Determine which lines of the records include the word "provide", and copy them.

Region pointing data:
---

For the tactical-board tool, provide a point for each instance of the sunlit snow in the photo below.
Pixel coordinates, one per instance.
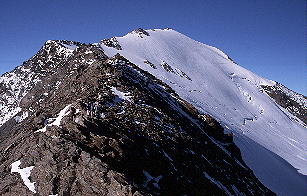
(232, 95)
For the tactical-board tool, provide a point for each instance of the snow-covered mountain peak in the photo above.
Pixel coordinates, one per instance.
(262, 115)
(225, 90)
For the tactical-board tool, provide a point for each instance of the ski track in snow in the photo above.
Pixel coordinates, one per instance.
(230, 94)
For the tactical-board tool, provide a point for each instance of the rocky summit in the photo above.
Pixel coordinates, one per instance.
(94, 119)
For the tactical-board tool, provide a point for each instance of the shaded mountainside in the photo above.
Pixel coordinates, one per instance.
(293, 102)
(141, 138)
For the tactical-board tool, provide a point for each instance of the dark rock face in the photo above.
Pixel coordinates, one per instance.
(288, 99)
(131, 134)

---

Expected answer:
For the tactical-board tool, provide a point for each instance of the sunlit snow in the photo below.
For the tactical-board tool, provide a point for each instance of the snow-covered mountain peak in the photo above.
For the tactical-board tool, provide a point for each instance of the ski track in snow in the photo above.
For the tactical-board tool, provide a point for each instance of the rocky summit in the photo above.
For the tactical-board tool, provide a point for each instance of the shaded mountainside in the photo above.
For the tactical-board tool, provide a point for each instance of the dark rock face in the photo above.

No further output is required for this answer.